STATED TASK: Repeat all the rows below word for word, leaving out the pictures.

Entries from a dataset:
— BEGIN —

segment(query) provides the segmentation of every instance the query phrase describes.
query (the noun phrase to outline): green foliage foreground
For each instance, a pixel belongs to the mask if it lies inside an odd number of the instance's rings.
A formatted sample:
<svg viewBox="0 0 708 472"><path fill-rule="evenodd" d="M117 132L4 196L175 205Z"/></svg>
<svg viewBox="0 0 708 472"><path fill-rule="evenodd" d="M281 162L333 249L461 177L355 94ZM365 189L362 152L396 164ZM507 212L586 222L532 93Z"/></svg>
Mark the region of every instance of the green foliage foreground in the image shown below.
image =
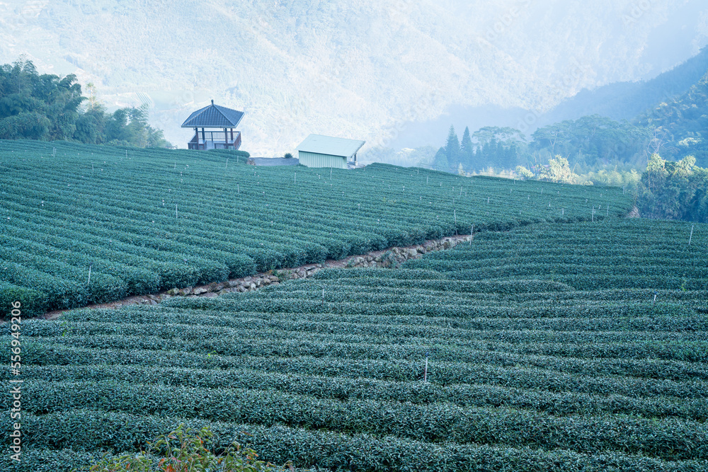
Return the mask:
<svg viewBox="0 0 708 472"><path fill-rule="evenodd" d="M275 470L257 459L255 451L232 443L222 454L207 447L214 436L208 427L195 432L183 425L162 434L147 450L119 456L105 456L88 468L89 472L262 472Z"/></svg>
<svg viewBox="0 0 708 472"><path fill-rule="evenodd" d="M690 226L528 225L399 270L24 321L26 449L0 468L135 454L183 424L301 468L702 472L708 228L688 245Z"/></svg>

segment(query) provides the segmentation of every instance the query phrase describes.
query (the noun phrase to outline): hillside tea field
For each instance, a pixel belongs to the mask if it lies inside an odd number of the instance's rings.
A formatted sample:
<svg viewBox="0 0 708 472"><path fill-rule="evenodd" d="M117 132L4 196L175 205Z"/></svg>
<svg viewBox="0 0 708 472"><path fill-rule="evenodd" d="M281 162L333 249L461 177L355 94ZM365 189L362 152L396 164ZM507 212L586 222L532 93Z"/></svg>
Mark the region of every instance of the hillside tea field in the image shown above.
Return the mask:
<svg viewBox="0 0 708 472"><path fill-rule="evenodd" d="M68 470L184 422L297 468L704 472L708 231L687 247L687 228L536 225L416 268L30 320L31 447L0 468Z"/></svg>
<svg viewBox="0 0 708 472"><path fill-rule="evenodd" d="M621 189L243 162L227 151L0 142L0 304L38 314L473 225L596 221L632 207Z"/></svg>
<svg viewBox="0 0 708 472"><path fill-rule="evenodd" d="M708 225L611 218L485 232L406 267L464 280L539 278L576 290L708 290L707 249Z"/></svg>

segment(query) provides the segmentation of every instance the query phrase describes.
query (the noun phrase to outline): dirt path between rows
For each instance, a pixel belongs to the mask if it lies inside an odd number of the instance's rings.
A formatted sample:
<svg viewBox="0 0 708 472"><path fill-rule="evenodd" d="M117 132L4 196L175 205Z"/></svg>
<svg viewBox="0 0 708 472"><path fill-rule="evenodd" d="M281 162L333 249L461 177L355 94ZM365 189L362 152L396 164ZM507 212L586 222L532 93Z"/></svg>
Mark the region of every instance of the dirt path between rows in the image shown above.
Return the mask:
<svg viewBox="0 0 708 472"><path fill-rule="evenodd" d="M246 292L258 290L268 285L277 285L285 280L304 279L312 277L321 269L340 269L346 267L398 267L409 259L417 259L426 253L453 248L462 242L469 241L469 234L430 239L423 244L405 247L392 247L382 251L375 251L366 254L350 255L344 259L329 259L319 264L306 264L297 267L269 270L240 279L231 279L224 282L212 282L205 285L173 288L154 294L135 295L122 300L109 303L88 305L88 309L118 309L128 305L156 305L161 301L174 297L193 298L197 297L218 297L227 293ZM55 320L69 310L58 310L45 313L47 320Z"/></svg>

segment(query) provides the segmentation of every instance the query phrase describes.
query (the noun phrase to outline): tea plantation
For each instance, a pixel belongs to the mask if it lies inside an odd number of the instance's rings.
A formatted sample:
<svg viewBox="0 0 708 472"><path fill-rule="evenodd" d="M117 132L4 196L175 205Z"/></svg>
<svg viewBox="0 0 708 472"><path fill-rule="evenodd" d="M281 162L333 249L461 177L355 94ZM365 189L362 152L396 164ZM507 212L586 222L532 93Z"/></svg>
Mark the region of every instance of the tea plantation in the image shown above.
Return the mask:
<svg viewBox="0 0 708 472"><path fill-rule="evenodd" d="M183 422L304 468L704 471L690 226L483 232L409 268L23 322L31 447L0 468L68 470Z"/></svg>
<svg viewBox="0 0 708 472"><path fill-rule="evenodd" d="M632 207L621 189L244 162L228 151L0 141L0 304L39 314L473 225L597 221Z"/></svg>

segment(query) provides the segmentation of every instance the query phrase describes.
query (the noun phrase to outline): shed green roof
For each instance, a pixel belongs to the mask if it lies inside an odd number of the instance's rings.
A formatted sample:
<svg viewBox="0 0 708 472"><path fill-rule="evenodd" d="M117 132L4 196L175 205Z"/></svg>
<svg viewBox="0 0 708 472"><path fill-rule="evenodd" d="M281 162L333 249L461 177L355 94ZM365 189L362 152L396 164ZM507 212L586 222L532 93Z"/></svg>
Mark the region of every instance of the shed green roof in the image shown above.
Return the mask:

— END —

WRITTEN ANSWER:
segment(query) provides the segmentation of every instance the query phrase describes.
query (the noun phrase to outline): green foliage foreground
For each instance, a pixel belongs to the mask if it lies inside an odd number of the instance's rings.
A formatted sample:
<svg viewBox="0 0 708 472"><path fill-rule="evenodd" d="M117 132L4 196L175 205Z"/></svg>
<svg viewBox="0 0 708 472"><path fill-rule="evenodd" d="M281 162L333 249L461 177L355 94ZM365 189L362 152L396 164ZM507 212L586 222L532 93Z"/></svg>
Mark the region of every instance of the green foliage foreground in the image shown below.
image =
Return the mask:
<svg viewBox="0 0 708 472"><path fill-rule="evenodd" d="M275 470L257 459L255 451L232 443L222 454L207 447L214 436L208 427L195 432L183 425L162 434L147 450L119 456L105 456L88 468L89 472L262 472Z"/></svg>
<svg viewBox="0 0 708 472"><path fill-rule="evenodd" d="M690 226L528 225L399 270L24 321L26 449L0 468L135 454L183 424L301 468L702 472L708 228L688 245Z"/></svg>

segment(query) provides the segmentation of every instance the query phrase describes.
query (the noun phrase to outline): hillside tea field
For each instance, a pixel belongs to the mask if it lies inside an odd number of the instance's rings.
A formatted sample:
<svg viewBox="0 0 708 472"><path fill-rule="evenodd" d="M117 132L4 196L175 205Z"/></svg>
<svg viewBox="0 0 708 472"><path fill-rule="evenodd" d="M281 162L333 249L461 177L355 94ZM365 189L362 152L396 164ZM507 212L586 222L532 93Z"/></svg>
Mark the region of every instance of the hillside tea field in the image shown above.
Return the mask:
<svg viewBox="0 0 708 472"><path fill-rule="evenodd" d="M68 470L184 422L297 468L704 472L708 231L687 247L687 228L536 225L416 268L30 320L31 447L0 468Z"/></svg>
<svg viewBox="0 0 708 472"><path fill-rule="evenodd" d="M621 189L243 162L227 151L0 142L0 304L38 314L473 225L596 221L632 207Z"/></svg>
<svg viewBox="0 0 708 472"><path fill-rule="evenodd" d="M708 225L611 218L485 232L406 267L464 280L539 278L576 290L708 290L707 249Z"/></svg>

segment(query) provides the segmentation of every instance the query phrase describes.
query (the noun phrase to outline): dirt path between rows
For each instance, a pixel belongs to the mask if it lies inside an odd number of the instance's rings.
A formatted sample:
<svg viewBox="0 0 708 472"><path fill-rule="evenodd" d="M117 132L4 196L175 205Z"/></svg>
<svg viewBox="0 0 708 472"><path fill-rule="evenodd" d="M281 162L333 249L461 177L355 94ZM365 189L362 152L396 164ZM507 212L586 222L532 93Z"/></svg>
Mark the region of every instance of the dirt path between rows in the image shown above.
Return the mask:
<svg viewBox="0 0 708 472"><path fill-rule="evenodd" d="M246 292L258 290L268 285L277 285L285 280L304 279L312 277L321 269L340 269L346 267L398 267L409 259L417 259L426 253L453 248L462 242L469 241L469 234L430 239L423 244L405 247L392 247L382 251L375 251L366 254L350 255L344 259L329 259L319 264L306 264L297 267L269 270L240 279L231 279L224 282L212 282L205 285L173 288L154 294L135 295L122 300L109 303L88 305L88 309L118 309L128 305L156 305L161 301L174 297L193 298L197 297L218 297L227 293ZM55 320L69 310L58 310L45 313L47 320Z"/></svg>

segment(query) provides the segmentation of every instance the query phrase describes.
query (the noun phrase to outline): tea plantation
For each instance, a pixel belongs to the mask if it lies inside an odd number of the instance's rings.
A formatted sample:
<svg viewBox="0 0 708 472"><path fill-rule="evenodd" d="M117 132L4 196L175 205Z"/></svg>
<svg viewBox="0 0 708 472"><path fill-rule="evenodd" d="M281 162L333 249L461 177L355 94ZM365 189L362 152L396 164ZM507 212L586 222L532 93Z"/></svg>
Mark the region of every instance of the tea plantation in the image shown above.
Return the mask:
<svg viewBox="0 0 708 472"><path fill-rule="evenodd" d="M183 422L304 468L704 471L690 226L483 232L409 268L23 322L31 447L0 468L68 470Z"/></svg>
<svg viewBox="0 0 708 472"><path fill-rule="evenodd" d="M632 207L621 189L244 162L228 151L0 141L0 304L39 314L473 225L597 221Z"/></svg>

segment(query) provides the segmentation of every instance the query phrase describes.
query (the noun phrase to outline): shed green roof
For each instance, a pixel belongs to the mask if it lies inside an odd number of the instance's rings.
A formatted sample:
<svg viewBox="0 0 708 472"><path fill-rule="evenodd" d="M117 132L4 196L175 205Z"/></svg>
<svg viewBox="0 0 708 472"><path fill-rule="evenodd" d="M281 162L333 249L461 177L355 94ZM365 189L362 152L396 164ZM507 212L586 222L532 93Z"/></svg>
Mark the region of every instance of the shed green roof in the image shown above.
Return the mask:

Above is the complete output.